◆ What to produce ◆
Render only the records in the stretch from the line containing "Where exactly is the rock" through the line containing "433,221 -> 454,231" as a two-column CSV with the headers record_text and answer, one row per record. Put each record's text and its answer in a single quoted field apiece, with line breaks replaced by spaces.

◆ Given data ◆
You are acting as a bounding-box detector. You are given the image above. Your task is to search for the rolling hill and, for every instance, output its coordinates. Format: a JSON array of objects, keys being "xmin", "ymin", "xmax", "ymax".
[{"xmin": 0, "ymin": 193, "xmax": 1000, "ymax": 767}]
==
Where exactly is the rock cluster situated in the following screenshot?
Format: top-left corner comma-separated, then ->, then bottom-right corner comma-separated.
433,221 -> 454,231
==
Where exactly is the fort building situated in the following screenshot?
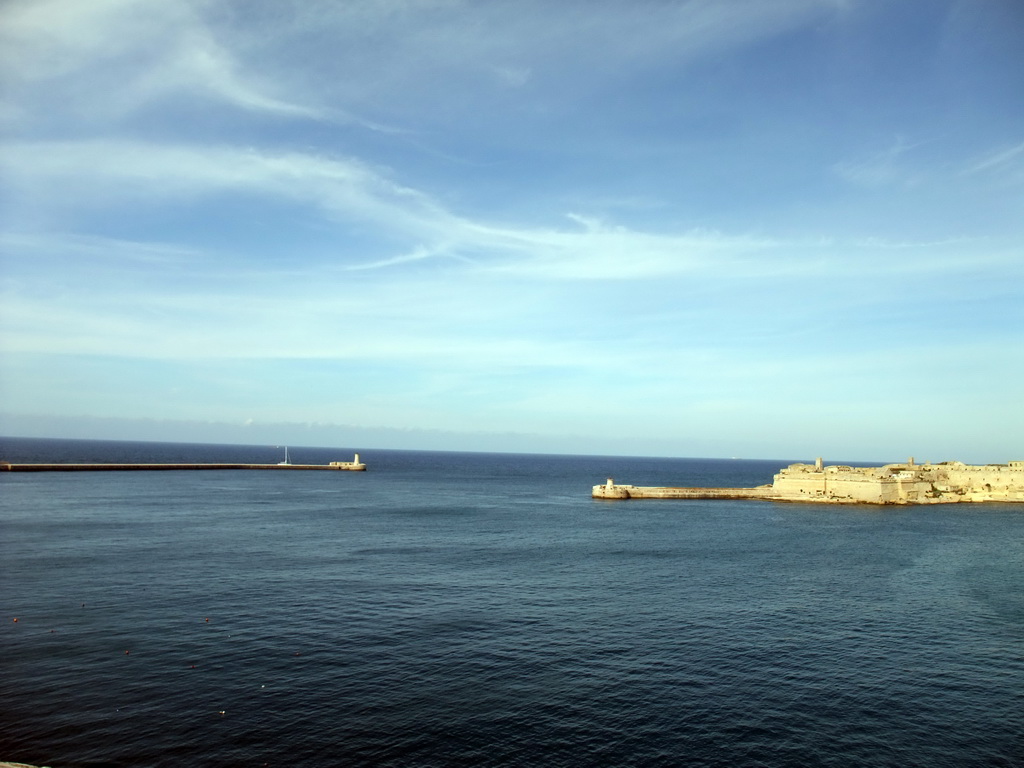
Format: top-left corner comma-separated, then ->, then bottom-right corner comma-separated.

◆ Full output ◆
record_text,answer
"Where exactly is the rock cluster situated in the following screenshot? Format: top-left corner comma-separated, then ->, then bottom-right corner comma-separated.","433,221 -> 454,231"